• **Problem description**
Summarize the passage on Gaza's "day after" governance in two sentences.

• **Text segment**

===

Putting aside the issues of statehood and sovereignty for the time being, there is a need for governance in Gaza on the “day after”. Mr Biden has suggested a multinational peacekeeping force that could help with this, and which might include the involvement of Arab states.

The problem with that option, however, is that Israel has given a set of conditions that make such an option unviable. Indeed, those conditions make very few options viable.

For a multinational peacekeeping force to exist, there are a few items upon which Arab states and others in the international community would insist. Arab states, for example, have indicated they would require the invitation for their participation to be extended by a Palestinian entity – essentially, the Palestinian Authority. The absence of such an invitation would make them part of the Israeli occupation of Gaza.

Beyond the political niceties of such an issue, there is also a security imperative involved here. If any state were to enter Gaza as a peacekeeping force, they would, naturally, need to ensure they are not made into targets by any insurgency in Gaza. If Israel’s military were to continue to be present in the Gaza Strip, then an insurgency would certainly ensue, and any military forces that recognised the legitimacy of Israel’s military presence would undoubtedly be targeted also.

So, it would seem that for Mr Biden’s option to work, two things would have to happen. The PA would have to return to Gaza and invite such a force; and Israeli forces would have to depart. However, on both points, Israel has refused, insisting that the PA cannot return to Gaza, and that Israel must maintain overall security control.

===

• **Dataset**

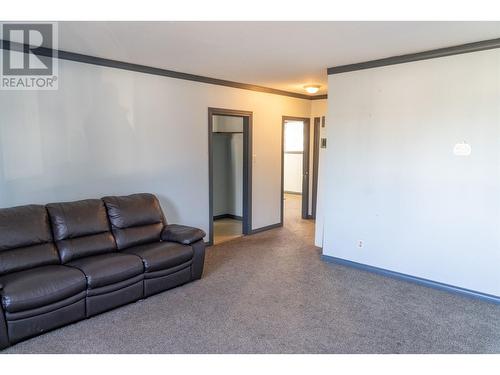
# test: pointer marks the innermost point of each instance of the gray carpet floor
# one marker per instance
(271, 293)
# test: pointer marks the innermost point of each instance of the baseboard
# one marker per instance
(414, 279)
(269, 227)
(228, 216)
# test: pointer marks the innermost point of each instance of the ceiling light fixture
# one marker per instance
(312, 89)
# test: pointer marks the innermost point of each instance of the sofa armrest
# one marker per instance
(4, 338)
(182, 234)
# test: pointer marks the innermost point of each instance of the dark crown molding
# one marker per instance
(87, 59)
(431, 54)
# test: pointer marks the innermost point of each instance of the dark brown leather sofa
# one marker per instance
(64, 262)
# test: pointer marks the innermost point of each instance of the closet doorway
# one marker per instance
(229, 133)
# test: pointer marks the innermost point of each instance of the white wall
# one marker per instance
(111, 131)
(392, 180)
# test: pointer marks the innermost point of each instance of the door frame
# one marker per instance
(247, 167)
(317, 122)
(305, 164)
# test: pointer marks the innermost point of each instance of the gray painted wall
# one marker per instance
(110, 131)
(390, 177)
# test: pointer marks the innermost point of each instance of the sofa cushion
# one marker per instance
(135, 219)
(106, 269)
(25, 239)
(39, 286)
(161, 255)
(81, 229)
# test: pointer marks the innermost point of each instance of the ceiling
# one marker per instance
(280, 55)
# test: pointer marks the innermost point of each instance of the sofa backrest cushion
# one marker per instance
(135, 219)
(25, 239)
(81, 229)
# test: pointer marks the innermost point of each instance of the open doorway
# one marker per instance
(295, 167)
(229, 174)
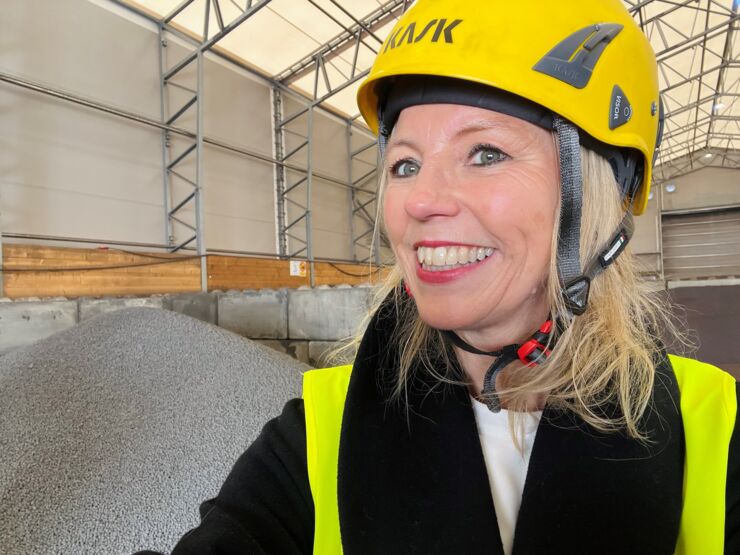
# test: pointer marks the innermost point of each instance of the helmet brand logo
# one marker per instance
(621, 109)
(406, 34)
(574, 58)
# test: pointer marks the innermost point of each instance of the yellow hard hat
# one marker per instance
(586, 61)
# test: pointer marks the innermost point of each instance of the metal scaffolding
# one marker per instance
(698, 64)
(695, 43)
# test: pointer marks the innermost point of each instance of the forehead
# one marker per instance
(451, 120)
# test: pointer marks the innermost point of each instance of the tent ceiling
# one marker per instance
(695, 42)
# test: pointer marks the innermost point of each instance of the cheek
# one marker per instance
(522, 211)
(395, 218)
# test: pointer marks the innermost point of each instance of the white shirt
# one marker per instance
(506, 465)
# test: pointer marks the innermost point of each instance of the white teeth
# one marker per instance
(439, 259)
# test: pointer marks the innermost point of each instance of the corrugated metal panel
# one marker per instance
(701, 245)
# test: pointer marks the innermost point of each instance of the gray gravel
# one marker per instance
(114, 431)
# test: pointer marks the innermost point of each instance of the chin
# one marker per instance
(446, 316)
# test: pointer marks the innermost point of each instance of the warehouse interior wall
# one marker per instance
(73, 172)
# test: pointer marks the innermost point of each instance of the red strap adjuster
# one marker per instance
(533, 351)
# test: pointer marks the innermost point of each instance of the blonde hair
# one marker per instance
(604, 360)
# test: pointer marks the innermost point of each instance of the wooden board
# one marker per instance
(94, 272)
(42, 271)
(233, 272)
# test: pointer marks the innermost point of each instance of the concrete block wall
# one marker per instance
(305, 323)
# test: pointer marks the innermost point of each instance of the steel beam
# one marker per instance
(341, 42)
(207, 44)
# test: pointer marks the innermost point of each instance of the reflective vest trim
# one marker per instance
(324, 392)
(708, 410)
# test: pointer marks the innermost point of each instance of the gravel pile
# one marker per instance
(114, 431)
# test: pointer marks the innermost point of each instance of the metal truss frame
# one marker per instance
(293, 182)
(706, 129)
(688, 145)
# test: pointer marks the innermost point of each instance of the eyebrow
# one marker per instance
(467, 129)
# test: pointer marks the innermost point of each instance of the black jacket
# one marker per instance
(415, 482)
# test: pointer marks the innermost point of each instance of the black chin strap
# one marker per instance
(532, 352)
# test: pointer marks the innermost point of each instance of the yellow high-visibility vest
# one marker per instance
(708, 411)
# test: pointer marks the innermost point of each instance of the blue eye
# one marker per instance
(405, 168)
(486, 155)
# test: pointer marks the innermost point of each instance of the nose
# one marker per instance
(430, 196)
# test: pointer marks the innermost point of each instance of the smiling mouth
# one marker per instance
(440, 259)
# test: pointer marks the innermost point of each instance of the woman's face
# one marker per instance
(469, 209)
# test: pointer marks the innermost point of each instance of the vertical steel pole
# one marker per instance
(280, 172)
(168, 238)
(2, 255)
(309, 183)
(351, 194)
(199, 169)
(376, 228)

===

• **Solution to the exercise**
Mr Biden has suggested a multinational peacekeeping force, possibly including Arab states, to help govern Gaza on the "day after," but Israel's conditions make that option unviable. Such a force would need an invitation from the Palestinian Authority and would risk being targeted by an insurgency if Israeli forces stayed, yet Israel refuses to let the PA return to Gaza and insists on keeping overall security control.